WORK REQUIRED: Move the lines below into your reply, starting with the line with "wispy cloud in the photo above." and going on through the line with "[[825, 727]]", keeping each request unchanged but adding 4 to every coordinate in the answers. Leave out all other lines.

++++++++++++++++++++

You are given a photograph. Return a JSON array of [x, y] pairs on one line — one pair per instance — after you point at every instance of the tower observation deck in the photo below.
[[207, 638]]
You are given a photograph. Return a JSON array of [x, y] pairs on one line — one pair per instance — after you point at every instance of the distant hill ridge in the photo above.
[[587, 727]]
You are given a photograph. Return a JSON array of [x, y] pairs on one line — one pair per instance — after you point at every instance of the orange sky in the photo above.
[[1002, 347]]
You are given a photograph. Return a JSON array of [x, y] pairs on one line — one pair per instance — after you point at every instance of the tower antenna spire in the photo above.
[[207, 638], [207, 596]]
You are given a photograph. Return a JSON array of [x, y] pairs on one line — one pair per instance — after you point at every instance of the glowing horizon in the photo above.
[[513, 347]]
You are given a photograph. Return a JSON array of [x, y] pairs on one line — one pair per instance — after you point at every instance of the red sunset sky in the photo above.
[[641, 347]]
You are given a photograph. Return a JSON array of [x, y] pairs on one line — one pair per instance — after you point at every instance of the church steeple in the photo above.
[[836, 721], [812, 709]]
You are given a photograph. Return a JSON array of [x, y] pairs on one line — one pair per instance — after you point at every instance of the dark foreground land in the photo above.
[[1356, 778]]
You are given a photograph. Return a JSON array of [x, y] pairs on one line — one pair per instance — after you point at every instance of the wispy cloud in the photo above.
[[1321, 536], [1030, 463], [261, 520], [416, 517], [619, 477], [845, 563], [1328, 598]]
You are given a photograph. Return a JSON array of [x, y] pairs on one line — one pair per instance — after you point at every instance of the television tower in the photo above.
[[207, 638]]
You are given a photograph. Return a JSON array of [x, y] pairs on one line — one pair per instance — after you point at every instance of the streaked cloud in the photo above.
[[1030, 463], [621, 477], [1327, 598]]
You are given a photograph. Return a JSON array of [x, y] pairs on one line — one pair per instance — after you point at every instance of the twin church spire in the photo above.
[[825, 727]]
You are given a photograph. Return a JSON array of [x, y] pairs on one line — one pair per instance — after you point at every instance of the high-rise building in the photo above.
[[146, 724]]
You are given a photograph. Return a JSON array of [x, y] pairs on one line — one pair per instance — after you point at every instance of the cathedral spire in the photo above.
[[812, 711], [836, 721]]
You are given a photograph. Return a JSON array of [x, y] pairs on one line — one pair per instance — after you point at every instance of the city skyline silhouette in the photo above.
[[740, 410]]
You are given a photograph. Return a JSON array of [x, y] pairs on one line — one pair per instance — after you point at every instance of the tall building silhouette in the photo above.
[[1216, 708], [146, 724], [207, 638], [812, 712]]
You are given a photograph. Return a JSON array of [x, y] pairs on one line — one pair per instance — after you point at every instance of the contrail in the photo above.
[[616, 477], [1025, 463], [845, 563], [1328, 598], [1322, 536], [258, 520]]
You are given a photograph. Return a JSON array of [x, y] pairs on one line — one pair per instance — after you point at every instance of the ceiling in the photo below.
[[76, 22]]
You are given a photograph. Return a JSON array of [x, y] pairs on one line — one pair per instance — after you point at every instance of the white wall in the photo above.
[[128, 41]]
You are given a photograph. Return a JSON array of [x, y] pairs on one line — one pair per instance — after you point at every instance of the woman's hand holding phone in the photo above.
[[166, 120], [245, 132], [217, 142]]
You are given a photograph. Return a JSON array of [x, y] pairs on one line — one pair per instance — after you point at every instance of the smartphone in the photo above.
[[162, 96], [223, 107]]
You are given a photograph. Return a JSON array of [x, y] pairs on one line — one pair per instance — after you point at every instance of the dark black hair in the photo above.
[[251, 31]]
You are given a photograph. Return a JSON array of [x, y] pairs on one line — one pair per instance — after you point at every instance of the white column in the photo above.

++++++++++++++++++++

RESULT BELOW:
You are given a photograph. Return a JSON array of [x, y] pairs on one line — one pair per instance — after you point at every instance of the wispy cloud in the photo above.
[[1325, 540], [1034, 467], [265, 524], [420, 521], [623, 481], [849, 567], [1332, 602]]
You are given a photograph. Return a JSON array of [x, y] pairs on one line — one pair per instance — after you point at every instance of the television tower in the photo above.
[[211, 642]]
You are given a photograph. Return a JSON array of [x, y] pairs on one line — one pair per instance — after you point at every instance of the streaked cloud in the photo above.
[[1034, 467], [625, 481], [1331, 602]]
You are given a photograph. Return a JSON array of [x, y] pairs on one line — one pair per instance — after you point at every instance of the twin church spire in the photo above.
[[829, 731]]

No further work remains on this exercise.